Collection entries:
+++

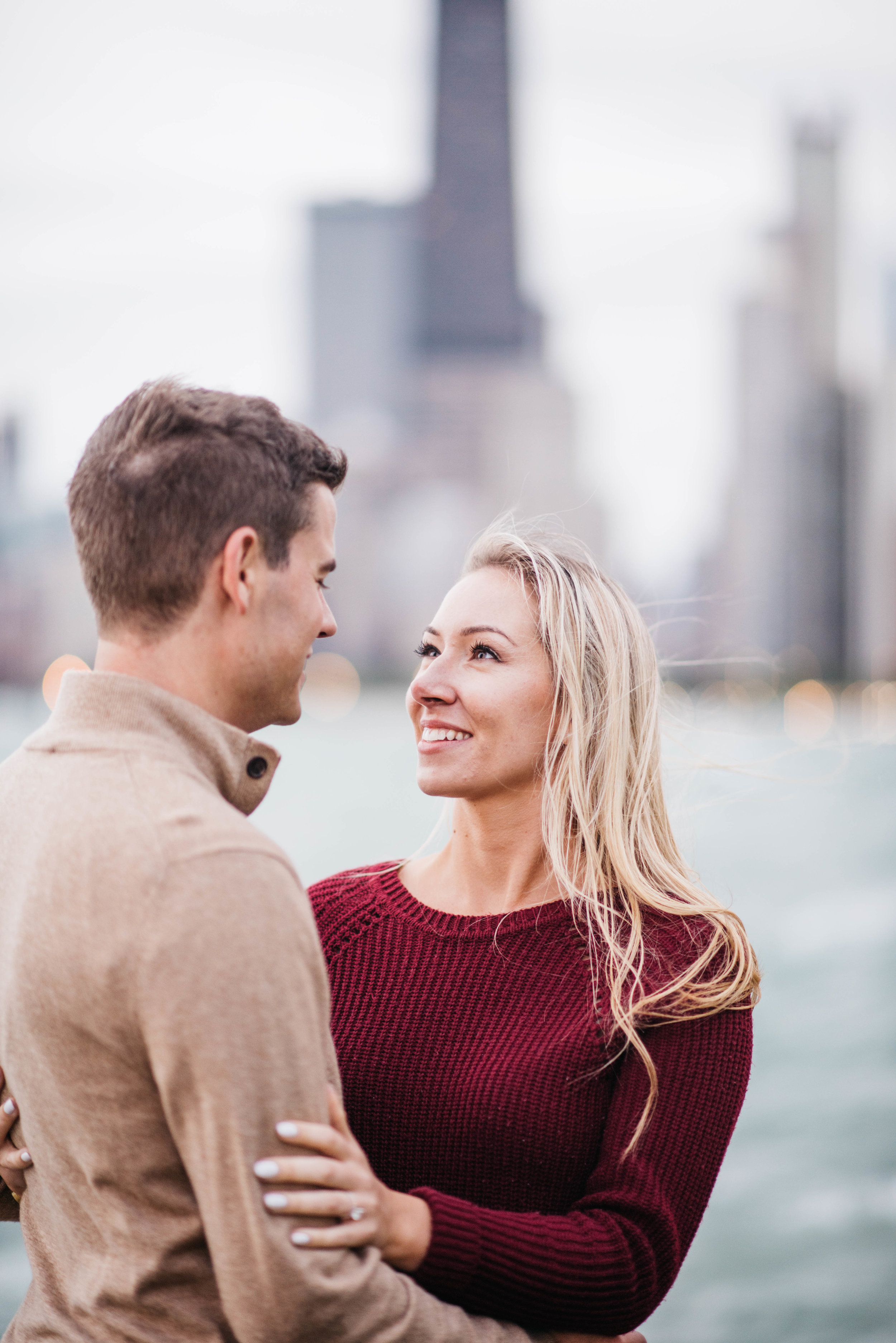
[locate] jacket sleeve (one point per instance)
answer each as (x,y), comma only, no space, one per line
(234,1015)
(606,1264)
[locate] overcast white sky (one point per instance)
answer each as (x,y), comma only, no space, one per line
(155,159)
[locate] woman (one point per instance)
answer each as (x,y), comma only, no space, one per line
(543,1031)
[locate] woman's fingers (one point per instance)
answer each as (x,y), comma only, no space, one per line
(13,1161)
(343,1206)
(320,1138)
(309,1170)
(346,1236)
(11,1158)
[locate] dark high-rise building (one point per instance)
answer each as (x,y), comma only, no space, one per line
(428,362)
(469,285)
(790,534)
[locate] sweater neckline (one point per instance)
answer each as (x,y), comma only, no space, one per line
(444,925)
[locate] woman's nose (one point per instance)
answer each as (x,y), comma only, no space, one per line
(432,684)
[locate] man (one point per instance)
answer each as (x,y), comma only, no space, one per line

+++

CHALLENGE: Could you rewrite all of the material above as a numbered list, skipping any blank lines and leaving the pictures out?

TASK OUTPUT:
1. [locate] jacket sleeve (one point per instance)
2. answer each as (x,y), comma only, no space, one per line
3. (234,1015)
4. (606,1264)
5. [locate] overcast white sky (one point per instance)
6. answer each as (x,y), comma only, no space, one per line
7. (155,159)
8. [locate] woman (one point per instance)
9. answer each as (x,y), comma only, no space, one per line
10. (543,1031)
11. [locate] woman's fingers (one point per instance)
12. answer each as (x,y), comma only, no space, one per line
13. (13,1161)
14. (343,1206)
15. (320,1138)
16. (309,1170)
17. (346,1236)
18. (11,1158)
19. [locate] dark high-rise building (one point per instance)
20. answer each as (x,y), comma only, no space, one per line
21. (428,362)
22. (469,285)
23. (790,534)
24. [locate] sweater neckline (one point per instance)
25. answer each as (x,y), comma only, no space, one per line
26. (444,925)
27. [locate] woman's nose (one point per instance)
28. answer each as (x,y), comma only, no space, one per line
29. (432,684)
30. [locate] man (one point per instance)
31. answer each as (x,y), comma only, no space, one per line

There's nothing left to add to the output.